WHAT YOU WILL DO — Return the material below in full and exactly.

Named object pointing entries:

####

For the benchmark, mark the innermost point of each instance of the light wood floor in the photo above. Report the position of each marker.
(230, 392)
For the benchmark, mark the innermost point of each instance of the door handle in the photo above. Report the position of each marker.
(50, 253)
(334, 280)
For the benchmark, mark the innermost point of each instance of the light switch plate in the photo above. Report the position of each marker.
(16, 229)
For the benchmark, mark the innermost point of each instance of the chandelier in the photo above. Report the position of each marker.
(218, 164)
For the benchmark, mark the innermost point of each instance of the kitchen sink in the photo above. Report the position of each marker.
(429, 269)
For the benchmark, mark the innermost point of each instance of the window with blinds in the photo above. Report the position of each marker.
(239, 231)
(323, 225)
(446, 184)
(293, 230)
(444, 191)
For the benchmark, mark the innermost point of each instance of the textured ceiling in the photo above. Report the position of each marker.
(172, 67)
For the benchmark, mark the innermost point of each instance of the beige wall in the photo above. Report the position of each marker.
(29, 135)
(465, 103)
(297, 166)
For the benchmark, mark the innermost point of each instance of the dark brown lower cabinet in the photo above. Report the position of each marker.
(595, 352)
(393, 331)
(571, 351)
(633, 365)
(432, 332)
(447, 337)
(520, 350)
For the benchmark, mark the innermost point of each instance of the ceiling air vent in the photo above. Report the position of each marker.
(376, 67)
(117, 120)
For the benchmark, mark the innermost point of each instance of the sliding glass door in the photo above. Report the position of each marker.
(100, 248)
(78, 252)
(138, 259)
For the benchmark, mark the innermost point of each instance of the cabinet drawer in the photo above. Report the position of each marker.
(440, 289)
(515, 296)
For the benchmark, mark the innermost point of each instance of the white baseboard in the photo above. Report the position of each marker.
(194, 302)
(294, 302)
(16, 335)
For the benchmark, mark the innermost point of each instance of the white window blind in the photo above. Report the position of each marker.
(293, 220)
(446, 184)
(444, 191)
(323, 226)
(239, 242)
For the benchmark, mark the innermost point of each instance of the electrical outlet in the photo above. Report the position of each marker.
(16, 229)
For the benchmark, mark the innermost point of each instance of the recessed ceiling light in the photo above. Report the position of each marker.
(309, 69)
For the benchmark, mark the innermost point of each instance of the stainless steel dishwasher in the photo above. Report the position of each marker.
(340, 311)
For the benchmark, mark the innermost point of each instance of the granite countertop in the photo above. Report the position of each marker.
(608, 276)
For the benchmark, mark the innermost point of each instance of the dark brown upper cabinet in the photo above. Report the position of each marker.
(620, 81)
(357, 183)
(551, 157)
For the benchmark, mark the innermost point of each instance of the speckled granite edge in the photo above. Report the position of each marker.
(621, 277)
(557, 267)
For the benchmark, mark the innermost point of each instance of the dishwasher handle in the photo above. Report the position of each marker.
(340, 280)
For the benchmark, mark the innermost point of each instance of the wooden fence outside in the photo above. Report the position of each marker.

####

WORKED ANSWER —
For the benchmark, mark the innermost point of each instance of the light wood floor in the photo above. Report the position of each marker.
(230, 392)
For the benchmark, mark the innermost point of each instance of the door handle in the photo above. Report the position of each marker.
(50, 253)
(334, 280)
For the benchmark, mark the innermost point of each instance of the light switch plate in the photo above. Report the position of each marker.
(16, 229)
For the benchmark, mark the innermost point of each instance of the chandelier in the photo above. Report the position of each marker.
(218, 164)
For the benchmark, mark the innermost point of each instance of the kitchen sink in the photo above. Report the position of each marker.
(429, 269)
For the benchmark, mark the innermost point of each instance of the window with blinds in the photo above. Report the position of each marker.
(239, 231)
(323, 225)
(446, 184)
(293, 230)
(444, 191)
For the benchmark, mark the innermost point of each instance of the textured ceiling in the photo above. Report the position of each marker.
(172, 67)
For the benchmark, mark the innermost point of each instance of the beige wall in the photo above. Report the position of each marker.
(29, 135)
(465, 103)
(297, 166)
For the benchmark, mark the innermost point of each instance of the dark brown lower cabinet in the photo above. Report the position of each marker.
(595, 352)
(393, 331)
(571, 351)
(633, 365)
(432, 332)
(447, 337)
(520, 350)
For the benchmark, mark the innermost point of each instance of the ceiling air vent in the photo above. Report the position of each marker.
(376, 67)
(117, 120)
For the benchmark, mark the innermost point of each instance of the sliding glass door in the photo above. Report the position of each marker.
(100, 248)
(78, 252)
(138, 259)
For the benchmark, mark the innermost point of each instance of the cabinet drawer in the photo above. Report the position of each marker.
(440, 289)
(515, 296)
For the benchmark, mark the innermost point of each instance of the white baseboard in the photo above. Report the position of each marker.
(194, 302)
(294, 302)
(16, 335)
For the benchmark, mark the innermost point of each instance of the white window blind in the photo above. Report the position of each marker.
(293, 220)
(446, 184)
(444, 191)
(323, 226)
(239, 242)
For the benchmark, mark the innermost point of each instance of the electrical outlet in the photo above. Report the position of each marker.
(16, 229)
For the benchmark, mark the innermost point of each instance of the recessed ceiling light in the photo above. Report the position of each marker.
(309, 69)
For the benchmark, mark the innermost point of each instance of the stainless steel dishwasher in the photo above. Report the position of each marker.
(340, 311)
For the benchmark, mark the innermost point of each instance of the granite countertop in the photo above. Report the position of each marker.
(608, 276)
For the benchmark, mark the innermost point of each instance of the dark brown upper cabinet in the photo above. Report the position of each marker.
(620, 81)
(357, 183)
(551, 157)
For the benchmark, mark the innermost point of each instance of the speckled granite edge in the photo above. Report the position of each marker.
(621, 277)
(557, 267)
For the benchmark, mark the innermost point of each instance of the dishwasher handle in the photo above. Report the position of each marker.
(340, 280)
For the benchmark, mark the innermost point of each instance of the wooden fence outside in the photo above. Report the position of each marker.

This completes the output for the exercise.